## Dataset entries
------

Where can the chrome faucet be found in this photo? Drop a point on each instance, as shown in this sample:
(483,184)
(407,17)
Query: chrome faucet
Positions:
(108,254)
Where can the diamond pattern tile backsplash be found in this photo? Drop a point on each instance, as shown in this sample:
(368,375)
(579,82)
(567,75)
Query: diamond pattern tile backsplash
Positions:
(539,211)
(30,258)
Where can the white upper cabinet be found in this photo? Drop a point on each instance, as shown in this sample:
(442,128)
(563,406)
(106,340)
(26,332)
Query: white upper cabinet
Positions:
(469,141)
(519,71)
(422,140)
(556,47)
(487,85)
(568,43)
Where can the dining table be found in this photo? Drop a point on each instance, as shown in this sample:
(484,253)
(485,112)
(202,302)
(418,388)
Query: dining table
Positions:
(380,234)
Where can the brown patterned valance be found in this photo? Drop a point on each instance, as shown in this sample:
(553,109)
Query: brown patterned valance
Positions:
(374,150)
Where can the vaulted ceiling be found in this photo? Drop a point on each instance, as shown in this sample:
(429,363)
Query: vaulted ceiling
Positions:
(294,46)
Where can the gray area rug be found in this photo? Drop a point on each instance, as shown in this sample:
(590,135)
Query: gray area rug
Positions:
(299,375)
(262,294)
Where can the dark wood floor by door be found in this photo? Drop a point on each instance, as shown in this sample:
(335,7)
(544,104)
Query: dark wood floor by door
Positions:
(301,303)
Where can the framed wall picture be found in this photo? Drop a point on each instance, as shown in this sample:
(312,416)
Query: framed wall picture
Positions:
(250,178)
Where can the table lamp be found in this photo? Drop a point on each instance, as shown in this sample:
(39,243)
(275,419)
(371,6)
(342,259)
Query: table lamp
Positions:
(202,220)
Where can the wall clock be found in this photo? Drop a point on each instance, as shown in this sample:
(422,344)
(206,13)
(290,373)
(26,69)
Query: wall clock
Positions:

------

Copy every line of the entries in which "dining" can be found.

Where can the dining table be found in this photo? Drop a point on each instance, as shown in this sample:
Query: dining table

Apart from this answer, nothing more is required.